▶ RICHIESTA SCRITTA A:
Secondo il brano proposto, di quali lignaggi del buddhismo tibetano è maestro di meditazione Mingyur Rinpoche?

===== BRANO PROPOSTO

Permettetemi prima di tutto una breve presentazione: Mingyur Rinpoche è un maestro di meditazione dei lignaggi Kagyu e Nyingma del buddhismo tibetano. Tra i suoi libri consiglierei due testi tradotti in Italiano: “Trasformare la Confusione in Chiarezza” e “Il Monaco Errante”. Quest’ultimo è un libro bellissimo che narra come alcuni anni fa è letteralmente fuggito dagli allori e onori di “Abate” che gli impedivano di avanzare nella pratica contemplativa e di superare le paure ataviche, scegliendo di vivere per quatto anni da mendicante vagabondo (super-mindtrekker!) tra le valli himalayane. Non è qualcosa facile da imitare per noi, ma nel nostro piccolo e nel tempo che ci è disponibile rappresenta un buon esempio da seguire, anche solo muovendoci da casa al lavoro o sdraiati in camera invece che in una grotta himalayana, e magari ogni tanto lasciandoci tutto alle spalle per qualche ora o qualche giorno per abbracciare la Natura.


Ecco la traduzione, chiedo venia per i limiti di tempo che non mi hanno permesso di revisionarla come si deve:


“Nella mia infanzia ho sofferto di un'ansia terribile. Volevo disperatamente fuggire da essa o combatterla. Non so esattamente quale fosse la vera causa del mio panico, ma si manifestava in molti modi. Ero terrorizzato dalle tempeste di neve. Nella mio villaggio natale in Himalaya, l'inverno porta molte tempeste di neve. Ne ricordo una in particolare. Il vento era così intenso da far tremare la casa e mia madre mi trovò aggrappato al pilastro centrale della casa. "Cosa stai facendo?", mi chiese. Io risposi: "Devo salvarci da questo vento!". Mamma lo trovò molto divertente.

==========
===== RECORD DEL COMPITO

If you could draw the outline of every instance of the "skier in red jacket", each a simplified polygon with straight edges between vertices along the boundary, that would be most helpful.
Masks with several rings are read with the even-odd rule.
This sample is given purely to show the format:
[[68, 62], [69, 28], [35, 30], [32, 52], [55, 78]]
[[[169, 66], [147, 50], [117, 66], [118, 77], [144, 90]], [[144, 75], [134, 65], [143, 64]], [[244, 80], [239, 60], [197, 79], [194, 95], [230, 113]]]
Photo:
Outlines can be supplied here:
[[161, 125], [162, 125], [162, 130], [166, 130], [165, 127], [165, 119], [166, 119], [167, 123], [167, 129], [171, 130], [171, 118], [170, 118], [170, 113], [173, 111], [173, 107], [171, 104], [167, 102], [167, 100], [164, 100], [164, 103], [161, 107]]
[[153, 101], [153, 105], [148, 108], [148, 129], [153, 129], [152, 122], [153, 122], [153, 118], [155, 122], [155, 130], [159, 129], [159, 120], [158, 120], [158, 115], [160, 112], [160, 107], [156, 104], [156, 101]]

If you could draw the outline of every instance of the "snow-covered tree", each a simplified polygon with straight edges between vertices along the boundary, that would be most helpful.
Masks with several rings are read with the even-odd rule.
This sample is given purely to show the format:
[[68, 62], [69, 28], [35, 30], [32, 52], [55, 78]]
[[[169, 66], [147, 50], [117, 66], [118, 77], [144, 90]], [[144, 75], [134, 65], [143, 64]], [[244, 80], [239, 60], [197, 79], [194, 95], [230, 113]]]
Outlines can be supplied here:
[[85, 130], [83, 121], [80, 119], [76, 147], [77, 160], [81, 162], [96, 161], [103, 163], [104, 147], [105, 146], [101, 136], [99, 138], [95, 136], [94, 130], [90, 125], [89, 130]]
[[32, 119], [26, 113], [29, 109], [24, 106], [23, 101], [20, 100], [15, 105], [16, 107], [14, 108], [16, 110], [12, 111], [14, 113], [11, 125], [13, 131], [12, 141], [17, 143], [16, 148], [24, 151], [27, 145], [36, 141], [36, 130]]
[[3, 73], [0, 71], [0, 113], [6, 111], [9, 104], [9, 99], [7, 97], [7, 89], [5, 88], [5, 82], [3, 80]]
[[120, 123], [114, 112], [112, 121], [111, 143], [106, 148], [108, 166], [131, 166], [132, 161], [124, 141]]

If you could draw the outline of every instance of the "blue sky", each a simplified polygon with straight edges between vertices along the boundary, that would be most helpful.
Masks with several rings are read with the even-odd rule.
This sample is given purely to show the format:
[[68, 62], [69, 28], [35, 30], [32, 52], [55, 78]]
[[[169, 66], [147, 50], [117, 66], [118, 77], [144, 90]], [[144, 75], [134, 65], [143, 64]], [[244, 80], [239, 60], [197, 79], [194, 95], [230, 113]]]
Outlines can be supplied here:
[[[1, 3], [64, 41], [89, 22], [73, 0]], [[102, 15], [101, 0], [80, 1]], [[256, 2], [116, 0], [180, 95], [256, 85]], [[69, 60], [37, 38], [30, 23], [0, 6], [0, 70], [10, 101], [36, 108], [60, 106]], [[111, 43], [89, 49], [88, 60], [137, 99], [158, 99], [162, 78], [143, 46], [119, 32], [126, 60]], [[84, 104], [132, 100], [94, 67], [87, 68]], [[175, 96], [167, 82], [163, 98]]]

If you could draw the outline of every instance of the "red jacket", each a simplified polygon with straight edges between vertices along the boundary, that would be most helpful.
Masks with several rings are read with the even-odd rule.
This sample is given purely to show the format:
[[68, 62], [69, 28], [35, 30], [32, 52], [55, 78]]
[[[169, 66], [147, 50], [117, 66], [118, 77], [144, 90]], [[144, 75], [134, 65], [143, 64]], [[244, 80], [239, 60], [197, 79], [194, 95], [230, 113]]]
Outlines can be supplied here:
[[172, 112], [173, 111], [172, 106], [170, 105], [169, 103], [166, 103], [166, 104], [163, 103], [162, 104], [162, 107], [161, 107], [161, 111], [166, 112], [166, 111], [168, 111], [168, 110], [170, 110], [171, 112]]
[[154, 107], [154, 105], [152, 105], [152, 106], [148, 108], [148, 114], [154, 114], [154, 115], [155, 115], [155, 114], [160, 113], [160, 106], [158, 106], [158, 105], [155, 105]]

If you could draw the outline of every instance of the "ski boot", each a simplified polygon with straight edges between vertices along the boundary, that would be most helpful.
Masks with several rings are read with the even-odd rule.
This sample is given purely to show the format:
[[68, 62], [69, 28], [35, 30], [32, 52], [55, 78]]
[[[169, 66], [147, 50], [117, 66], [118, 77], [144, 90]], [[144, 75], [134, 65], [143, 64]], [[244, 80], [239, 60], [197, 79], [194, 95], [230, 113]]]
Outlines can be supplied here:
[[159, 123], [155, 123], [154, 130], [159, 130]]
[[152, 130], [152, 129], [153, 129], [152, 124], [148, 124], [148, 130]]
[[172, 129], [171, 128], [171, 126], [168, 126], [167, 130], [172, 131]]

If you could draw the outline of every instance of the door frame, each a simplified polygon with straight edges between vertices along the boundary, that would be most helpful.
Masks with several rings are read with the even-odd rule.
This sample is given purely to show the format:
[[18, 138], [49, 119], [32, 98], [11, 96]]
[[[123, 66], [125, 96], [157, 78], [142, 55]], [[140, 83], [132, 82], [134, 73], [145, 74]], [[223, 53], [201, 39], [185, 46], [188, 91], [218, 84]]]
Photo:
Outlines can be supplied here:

==========

▶ RICHIESTA SCRITTA B:
Riscrivi i record dall'inizio fino alla riga che contiene "103], [161, 107]]", inclusa, sostituendo "skier in red jacket" con "skier in blue jacket" e lasciando invariato tutto il resto.

▶ RISPOSTA COMPLETA A:
Dei lignaggi Kagyu e Nyingma.

▶ RISPOSTA COMPLETA B:
If you could draw the outline of every instance of the "skier in blue jacket", each a simplified polygon with straight edges between vertices along the boundary, that would be most helpful.
Masks with several rings are read with the even-odd rule.
This sample is given purely to show the format:
[[68, 62], [69, 28], [35, 30], [32, 52], [55, 78]]
[[[169, 66], [147, 50], [117, 66], [118, 77], [144, 90]], [[144, 75], [134, 65], [143, 64]], [[244, 80], [239, 60], [197, 79], [194, 95], [230, 113]]]
Photo:
Outlines can be supplied here:
[[161, 125], [162, 125], [162, 130], [166, 130], [165, 127], [165, 119], [166, 119], [167, 123], [167, 129], [171, 130], [171, 118], [170, 118], [170, 113], [173, 111], [173, 107], [171, 104], [167, 102], [167, 100], [164, 100], [164, 103], [161, 107]]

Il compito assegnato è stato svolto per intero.